Tareas
1) Según el fragmento sobre Manuel Rivera, ¿en qué materiales se basaba el vocabulario visual que consolidó desde muy joven?
2) Prolonga, por favor, el fragmento sobre Manuel Rivera a partir de la cita con la que termina.

Fragmento de lectura
###
Manuel Rivera (Granada 1928, Madrid 1995) indagó en el desarrollo de un lenguaje plástico original y revolucionario con el que alejarse moral y físicamente de la confortable estabilidad academicista, al tiempo que describía una paradójica parábola de regreso hacia sus referentes primeros. Desde muy joven consolidó un vocabulario visual vanguardista basado en la austeridad expresiva del alambre, el hierro y la madera, al que fue incorporando invenciones que los convertían en espacio, en luz, en reflejo y en agua, para volver de este modo a las celosías, a la luz trémula de los atardeceres, y a la trama trepidante de los vencejos sobre el espejo del agua estancada. Él, que se impuso como disciplina vital superar el localismo volando alto y lejos, regresaba sin querer queriendo como renovador del imaginario iconográfico granadino. “Uno vuelve siempre a los viejos sitios donde amó la vida”.
###
Datos a examinar
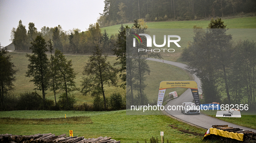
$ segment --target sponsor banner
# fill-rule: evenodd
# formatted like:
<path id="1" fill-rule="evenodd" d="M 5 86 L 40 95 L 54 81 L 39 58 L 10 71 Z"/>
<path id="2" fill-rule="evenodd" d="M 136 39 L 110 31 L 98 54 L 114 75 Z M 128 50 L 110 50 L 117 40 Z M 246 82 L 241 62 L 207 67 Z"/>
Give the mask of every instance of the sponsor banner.
<path id="1" fill-rule="evenodd" d="M 200 105 L 201 103 L 198 89 L 198 84 L 194 81 L 161 81 L 159 86 L 159 93 L 158 93 L 157 105 L 159 106 L 162 106 L 164 96 L 165 96 L 165 93 L 163 93 L 163 94 L 162 95 L 162 93 L 160 93 L 160 92 L 163 92 L 164 91 L 165 92 L 166 89 L 167 88 L 176 87 L 190 88 L 196 106 Z"/>
<path id="2" fill-rule="evenodd" d="M 241 113 L 240 111 L 237 110 L 218 111 L 216 117 L 241 118 Z"/>
<path id="3" fill-rule="evenodd" d="M 205 106 L 206 106 L 207 107 L 206 107 Z M 201 104 L 200 105 L 200 110 L 220 110 L 220 104 L 217 103 Z"/>
<path id="4" fill-rule="evenodd" d="M 176 91 L 172 92 L 169 93 L 169 95 L 172 95 L 173 96 L 173 98 L 177 98 L 178 97 L 178 94 L 177 93 L 177 92 Z"/>
<path id="5" fill-rule="evenodd" d="M 158 99 L 157 99 L 158 106 L 162 106 L 164 100 L 164 97 L 165 96 L 165 89 L 159 90 L 159 92 L 158 92 Z"/>
<path id="6" fill-rule="evenodd" d="M 191 88 L 191 91 L 192 92 L 192 95 L 194 98 L 194 103 L 197 106 L 200 105 L 200 99 L 199 99 L 199 94 L 198 94 L 198 90 L 193 88 Z"/>

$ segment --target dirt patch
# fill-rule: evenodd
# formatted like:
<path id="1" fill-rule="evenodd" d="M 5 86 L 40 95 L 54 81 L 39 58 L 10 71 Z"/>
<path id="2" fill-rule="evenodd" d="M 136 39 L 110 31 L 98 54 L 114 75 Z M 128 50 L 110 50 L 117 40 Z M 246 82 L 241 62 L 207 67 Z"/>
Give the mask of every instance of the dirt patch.
<path id="1" fill-rule="evenodd" d="M 183 129 L 182 129 L 181 128 L 178 128 L 174 125 L 170 124 L 170 125 L 169 125 L 169 126 L 170 127 L 172 127 L 172 129 L 178 130 L 179 131 L 181 131 L 181 132 L 184 133 L 185 134 L 192 134 L 193 135 L 195 136 L 204 137 L 204 134 L 199 134 L 199 133 L 196 133 L 196 132 L 193 132 L 192 131 L 190 131 L 188 130 L 184 130 Z"/>

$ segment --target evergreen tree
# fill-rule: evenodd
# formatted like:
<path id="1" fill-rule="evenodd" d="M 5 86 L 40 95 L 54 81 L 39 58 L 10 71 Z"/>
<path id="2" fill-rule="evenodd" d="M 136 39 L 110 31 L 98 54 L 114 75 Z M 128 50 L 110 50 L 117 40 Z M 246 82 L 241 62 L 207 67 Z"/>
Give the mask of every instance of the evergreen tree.
<path id="1" fill-rule="evenodd" d="M 117 85 L 117 72 L 110 63 L 107 62 L 107 56 L 102 56 L 102 50 L 96 46 L 93 55 L 90 56 L 84 69 L 83 75 L 87 77 L 83 78 L 81 92 L 84 95 L 91 93 L 93 96 L 103 96 L 104 109 L 107 110 L 104 86 L 106 84 L 109 86 Z"/>
<path id="2" fill-rule="evenodd" d="M 103 35 L 103 50 L 105 52 L 108 52 L 109 44 L 110 42 L 109 37 L 107 33 L 106 29 L 104 29 Z"/>
<path id="3" fill-rule="evenodd" d="M 77 74 L 72 68 L 72 60 L 67 61 L 59 50 L 56 50 L 54 54 L 53 61 L 56 72 L 56 80 L 58 82 L 59 89 L 65 91 L 67 97 L 67 105 L 68 105 L 68 94 L 71 91 L 78 90 L 76 88 L 75 79 Z"/>
<path id="4" fill-rule="evenodd" d="M 59 25 L 58 27 L 55 27 L 53 28 L 52 31 L 52 41 L 54 49 L 62 50 L 63 47 L 62 44 L 61 40 L 60 28 L 61 28 L 61 27 Z"/>
<path id="5" fill-rule="evenodd" d="M 27 54 L 29 64 L 28 65 L 28 71 L 26 77 L 32 78 L 30 81 L 34 83 L 36 87 L 35 89 L 42 91 L 44 108 L 45 108 L 45 93 L 49 87 L 49 62 L 46 52 L 48 51 L 46 48 L 46 43 L 42 37 L 37 36 L 33 42 L 29 50 L 32 50 L 32 55 Z"/>
<path id="6" fill-rule="evenodd" d="M 13 82 L 15 81 L 14 75 L 17 71 L 12 57 L 7 55 L 6 48 L 2 47 L 0 43 L 0 104 L 2 109 L 4 103 L 4 98 L 8 92 L 13 89 Z"/>
<path id="7" fill-rule="evenodd" d="M 50 62 L 50 69 L 51 70 L 51 81 L 50 84 L 51 87 L 50 88 L 51 90 L 53 90 L 53 93 L 54 93 L 54 99 L 55 99 L 55 105 L 57 105 L 57 101 L 56 100 L 56 90 L 58 89 L 58 83 L 56 81 L 57 78 L 57 71 L 55 65 L 54 65 L 54 56 L 52 55 L 52 52 L 53 51 L 53 47 L 52 47 L 52 40 L 51 39 L 48 41 L 49 45 L 48 47 L 49 47 L 49 51 L 51 53 L 51 58 Z"/>
<path id="8" fill-rule="evenodd" d="M 18 50 L 28 50 L 29 43 L 27 34 L 27 30 L 26 26 L 22 24 L 22 21 L 20 20 L 17 29 L 15 30 L 13 39 L 15 49 Z"/>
###
Respuestas
1) En la austeridad expresiva del alambre, el hierro y la madera.

2)
Rivera fue un hacedor, un artista que encontraba –inventaba– en el proceso constructivo la significación de un arte objetual edificado a partir de afirmarse en el propio proceso de hacerse. Si fuera un pintor en sentido estricto diríamos que pintaba pintando, que construía a partir de una relación manual directa con los alambres, con los hierros y con las maderas. La suya es una obra que se construye haciéndose espacio traspasado de luz, de color, de memoria, y que se escora suavemente hacía un mundo de referencias memorables con billete de vuelta a los viejos sitios de la vida.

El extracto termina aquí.